Top of Provided data
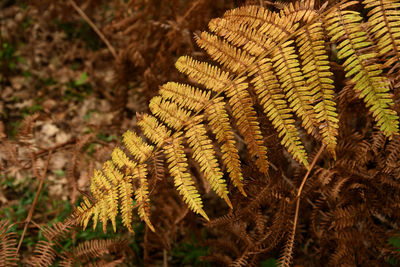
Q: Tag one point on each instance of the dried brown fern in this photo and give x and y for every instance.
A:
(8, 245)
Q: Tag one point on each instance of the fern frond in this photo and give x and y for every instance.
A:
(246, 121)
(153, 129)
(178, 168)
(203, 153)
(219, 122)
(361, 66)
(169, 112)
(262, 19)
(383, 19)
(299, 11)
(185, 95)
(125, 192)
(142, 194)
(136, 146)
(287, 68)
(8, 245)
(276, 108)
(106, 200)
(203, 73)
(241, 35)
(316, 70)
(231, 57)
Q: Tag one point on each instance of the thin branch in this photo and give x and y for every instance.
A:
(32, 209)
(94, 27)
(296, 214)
Bottom of Provided data
Top of Provided data
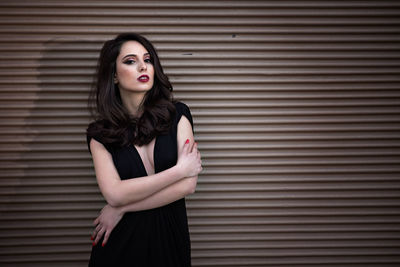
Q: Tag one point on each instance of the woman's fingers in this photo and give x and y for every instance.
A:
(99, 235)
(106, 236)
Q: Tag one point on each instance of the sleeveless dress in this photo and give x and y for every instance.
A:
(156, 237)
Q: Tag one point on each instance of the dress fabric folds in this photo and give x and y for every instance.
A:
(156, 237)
Bottom of Provided data
**Your assignment:** Exactly the lines above from the one with "Q: Tag one point on each instance of the dried" to the one with "Q: Tag one point on each instance of the fern", both included, are to be quoted; leave the rest out.

**Completed task:**
Q: Tag one point on each instance of the dried brown fern in this photo and give x and y for every instance.
A:
(8, 245)
Q: Tag one point on each instance of the fern frond in this photo and give x and y for every instance.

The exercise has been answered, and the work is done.